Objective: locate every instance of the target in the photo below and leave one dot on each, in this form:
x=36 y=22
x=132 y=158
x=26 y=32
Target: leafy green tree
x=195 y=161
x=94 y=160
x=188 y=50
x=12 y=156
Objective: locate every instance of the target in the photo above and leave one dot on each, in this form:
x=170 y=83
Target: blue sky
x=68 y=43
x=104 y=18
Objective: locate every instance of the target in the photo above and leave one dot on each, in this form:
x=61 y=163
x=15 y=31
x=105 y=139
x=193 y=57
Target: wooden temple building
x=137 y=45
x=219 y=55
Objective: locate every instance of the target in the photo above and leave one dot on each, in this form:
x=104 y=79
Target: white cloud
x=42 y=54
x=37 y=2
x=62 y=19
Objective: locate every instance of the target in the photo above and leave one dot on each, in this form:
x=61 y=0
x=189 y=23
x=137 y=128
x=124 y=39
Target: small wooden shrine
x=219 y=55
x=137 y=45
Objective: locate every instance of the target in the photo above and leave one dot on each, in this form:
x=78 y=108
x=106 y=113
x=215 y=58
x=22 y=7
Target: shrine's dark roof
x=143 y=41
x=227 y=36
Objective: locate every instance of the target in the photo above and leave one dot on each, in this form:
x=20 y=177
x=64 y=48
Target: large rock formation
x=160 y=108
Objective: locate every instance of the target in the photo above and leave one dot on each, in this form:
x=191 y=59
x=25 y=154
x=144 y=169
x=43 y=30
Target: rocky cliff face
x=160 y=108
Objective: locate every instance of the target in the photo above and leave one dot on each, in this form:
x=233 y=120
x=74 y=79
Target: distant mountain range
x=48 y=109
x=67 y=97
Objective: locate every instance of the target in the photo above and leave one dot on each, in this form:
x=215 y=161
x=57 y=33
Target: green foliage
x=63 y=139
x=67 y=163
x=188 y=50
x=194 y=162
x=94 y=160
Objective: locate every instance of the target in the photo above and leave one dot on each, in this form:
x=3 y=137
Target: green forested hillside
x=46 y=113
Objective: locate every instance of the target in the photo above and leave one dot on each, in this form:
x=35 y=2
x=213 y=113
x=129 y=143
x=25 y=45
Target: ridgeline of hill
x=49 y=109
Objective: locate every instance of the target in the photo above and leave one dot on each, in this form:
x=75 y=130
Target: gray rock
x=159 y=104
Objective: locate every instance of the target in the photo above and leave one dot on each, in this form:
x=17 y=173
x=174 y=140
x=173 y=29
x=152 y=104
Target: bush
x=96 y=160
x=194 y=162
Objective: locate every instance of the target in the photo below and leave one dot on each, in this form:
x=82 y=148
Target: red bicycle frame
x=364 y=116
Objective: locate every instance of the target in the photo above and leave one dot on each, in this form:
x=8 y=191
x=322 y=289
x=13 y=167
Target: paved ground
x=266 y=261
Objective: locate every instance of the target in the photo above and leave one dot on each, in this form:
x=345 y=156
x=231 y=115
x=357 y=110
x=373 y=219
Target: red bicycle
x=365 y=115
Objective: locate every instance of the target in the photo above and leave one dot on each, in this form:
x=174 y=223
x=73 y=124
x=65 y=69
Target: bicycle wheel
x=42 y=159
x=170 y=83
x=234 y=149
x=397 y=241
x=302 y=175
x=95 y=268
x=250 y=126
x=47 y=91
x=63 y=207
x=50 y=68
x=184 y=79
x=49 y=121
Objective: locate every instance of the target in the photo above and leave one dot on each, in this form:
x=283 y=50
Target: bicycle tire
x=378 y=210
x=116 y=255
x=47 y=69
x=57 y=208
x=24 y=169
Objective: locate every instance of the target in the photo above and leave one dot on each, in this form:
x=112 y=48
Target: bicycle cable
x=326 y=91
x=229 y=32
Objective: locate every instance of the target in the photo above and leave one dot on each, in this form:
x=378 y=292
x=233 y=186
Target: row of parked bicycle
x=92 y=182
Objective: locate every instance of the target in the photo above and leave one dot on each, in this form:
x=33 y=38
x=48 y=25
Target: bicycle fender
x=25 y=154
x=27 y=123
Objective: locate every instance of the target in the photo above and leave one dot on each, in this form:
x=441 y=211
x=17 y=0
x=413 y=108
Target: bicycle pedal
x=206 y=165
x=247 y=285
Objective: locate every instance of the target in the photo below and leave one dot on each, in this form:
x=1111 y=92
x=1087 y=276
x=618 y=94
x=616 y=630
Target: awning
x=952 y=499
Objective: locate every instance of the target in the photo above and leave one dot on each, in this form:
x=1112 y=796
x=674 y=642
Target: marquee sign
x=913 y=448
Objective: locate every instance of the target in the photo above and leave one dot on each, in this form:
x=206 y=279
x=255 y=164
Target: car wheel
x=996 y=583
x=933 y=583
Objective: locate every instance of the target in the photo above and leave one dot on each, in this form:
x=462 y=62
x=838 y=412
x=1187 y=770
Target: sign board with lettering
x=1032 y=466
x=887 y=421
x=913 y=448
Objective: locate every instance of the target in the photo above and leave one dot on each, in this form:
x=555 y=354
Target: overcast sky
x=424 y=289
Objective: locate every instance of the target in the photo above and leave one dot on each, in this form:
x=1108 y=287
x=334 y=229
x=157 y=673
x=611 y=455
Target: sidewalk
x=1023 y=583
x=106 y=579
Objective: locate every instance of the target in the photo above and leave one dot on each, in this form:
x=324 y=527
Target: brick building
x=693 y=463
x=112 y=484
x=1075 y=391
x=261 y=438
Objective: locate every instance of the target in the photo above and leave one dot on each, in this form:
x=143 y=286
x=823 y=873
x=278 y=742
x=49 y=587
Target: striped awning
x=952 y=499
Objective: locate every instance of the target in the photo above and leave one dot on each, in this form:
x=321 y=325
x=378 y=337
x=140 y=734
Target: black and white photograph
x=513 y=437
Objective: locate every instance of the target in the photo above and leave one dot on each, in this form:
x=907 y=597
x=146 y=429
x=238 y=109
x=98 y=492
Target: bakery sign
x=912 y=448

..........

Repeat each record exactly, leaving nothing out.

EXERCISE OUTPUT:
Objective: locate every instance of the target in the photo below and leave one dot on each, in this form:
x=36 y=22
x=132 y=158
x=26 y=32
Target: leafy green tree
x=195 y=161
x=94 y=160
x=188 y=50
x=12 y=156
Objective: locate every instance of the target in the photo above and leave one dot on each, in this form:
x=170 y=83
Target: blue sky
x=68 y=43
x=104 y=18
Objective: locate every instance of the target in the photo above and leave one dot on each, in this form:
x=61 y=163
x=15 y=31
x=105 y=139
x=193 y=57
Target: wooden temple building
x=137 y=45
x=219 y=55
Objective: locate every instance of the target in the photo above and leave one dot on each, in this form:
x=104 y=79
Target: white cloud
x=42 y=54
x=37 y=2
x=62 y=19
Objective: locate every instance of the target in the photo above and leave one dot on each, in this form:
x=61 y=0
x=189 y=23
x=137 y=128
x=124 y=39
Target: small wooden shrine
x=219 y=55
x=137 y=45
Objective: locate every instance of the target in the photo above and leave one dot on each, in this form:
x=78 y=108
x=106 y=113
x=215 y=58
x=22 y=7
Target: shrine's dark roof
x=143 y=41
x=227 y=36
Objective: locate every instance of the target in the photo above and leave one dot on each, in this form:
x=20 y=177
x=64 y=48
Target: large rock formation
x=160 y=108
Objective: locate every instance of the target in the photo above and leave one dot on each, in this form:
x=191 y=59
x=25 y=154
x=144 y=169
x=43 y=30
Target: rocky cliff face
x=160 y=108
Objective: locate every instance of the target in the photo above and leave one dot on each, in this form:
x=233 y=120
x=74 y=79
Target: distant mountain range
x=48 y=109
x=67 y=97
Objective: locate every instance of the target in the photo above and leave one dot on each, in this form:
x=215 y=161
x=57 y=33
Target: green foliage
x=63 y=139
x=67 y=163
x=188 y=50
x=194 y=162
x=94 y=160
Objective: locate every instance of the target in the photo above and leave one dot on each, in this form:
x=3 y=137
Target: green forested hillside
x=46 y=113
Objective: locate every instance of the target in the photo above and leave one dot on each, in this form:
x=35 y=2
x=213 y=113
x=129 y=143
x=25 y=45
Target: ridgeline of hill
x=49 y=109
Objective: locate every instance of the target in the photo above and leave one dot on each, in this form:
x=75 y=130
Target: gray rock
x=159 y=104
Objective: locate every instance of the target in the photo above and leave one dot on each, in this form:
x=17 y=173
x=174 y=140
x=173 y=29
x=152 y=104
Target: bush
x=96 y=160
x=194 y=162
Objective: locate every instance of the target in the photo below and leave one dot on each, in this form:
x=82 y=148
Target: red bicycle frame
x=364 y=116
Objective: locate every instance of the target in the photo above and leave one dot on each, in this form:
x=8 y=191
x=322 y=289
x=13 y=167
Target: paved ground
x=266 y=261
Objective: locate every instance of the target in the photo above and leave one dot on each, in this form:
x=345 y=156
x=231 y=115
x=357 y=110
x=373 y=219
Target: red bicycle
x=365 y=115
Objective: locate every instance of the target in the photo above and leave one dot on each, in this form:
x=174 y=223
x=73 y=124
x=65 y=69
Target: bicycle wheel
x=42 y=159
x=170 y=83
x=234 y=149
x=397 y=241
x=302 y=175
x=95 y=268
x=250 y=126
x=47 y=91
x=63 y=207
x=50 y=68
x=184 y=79
x=49 y=121
Objective: locate every instance of the target in the photo above and leave one dot on each, in this form:
x=283 y=50
Target: bicycle tire
x=378 y=210
x=116 y=255
x=47 y=69
x=57 y=208
x=24 y=169
Objective: locate every instance of the target in the photo above and leave one dot on each, in this form:
x=112 y=48
Target: bicycle cable
x=326 y=91
x=229 y=32
Objective: locate every instance of the target in the photo above and leave one dot on each, in this form:
x=378 y=292
x=233 y=186
Target: row of parked bicycle
x=92 y=182
Objective: locate every instance of the target in the photo above and leave one dot on each, in this form:
x=33 y=38
x=48 y=25
Target: bicycle fender
x=25 y=154
x=27 y=123
Objective: locate every instance of the target in the photo above and leave one dot on each, in this form:
x=441 y=211
x=17 y=0
x=413 y=108
Target: bicycle pedal
x=206 y=165
x=247 y=285
Objective: locate every instance of the target in the photo below and leave one dot on each, in this form:
x=1111 y=92
x=1087 y=276
x=618 y=94
x=616 y=630
Target: awning
x=952 y=499
Objective: locate every instance of the target in the photo above and leave one dot on each, in this form:
x=1112 y=796
x=674 y=642
Target: marquee sign
x=913 y=448
Objective: locate every instance of the target in the photo above and leave one dot on each, in this form:
x=206 y=279
x=255 y=164
Target: car wheel
x=996 y=583
x=933 y=583
Objective: locate every instance of the target in the photo above and leave one dot on each, in this form:
x=462 y=62
x=838 y=412
x=1187 y=770
Target: sign board with lettering
x=1032 y=466
x=887 y=421
x=913 y=448
Objective: locate every instance of the target in the photo above and leave one dot on each, in this form:
x=555 y=354
Target: overcast sky
x=424 y=289
Objective: locate every instance of the target in the photo above and leave one dot on each, in this form:
x=1108 y=287
x=334 y=229
x=157 y=673
x=611 y=455
Target: sidewalk
x=1023 y=583
x=106 y=579
Objective: locate every instance of the target in the photo above and leave one dot on each, in this form:
x=324 y=527
Target: brick building
x=693 y=463
x=112 y=484
x=1075 y=391
x=261 y=438
Objective: locate every instance of the target in the photo above and leave one dot on each, in this form:
x=143 y=286
x=823 y=873
x=278 y=742
x=49 y=587
Target: striped awning
x=952 y=499
Objective: locate every instance of the target in the photo above and leave one dot on each, in this form:
x=321 y=325
x=378 y=337
x=140 y=734
Target: black and white photograph
x=513 y=437
Objective: locate every instance of the target in the photo above and leave one dot on each, in this form:
x=907 y=597
x=146 y=429
x=238 y=109
x=98 y=492
Target: bakery sign
x=912 y=448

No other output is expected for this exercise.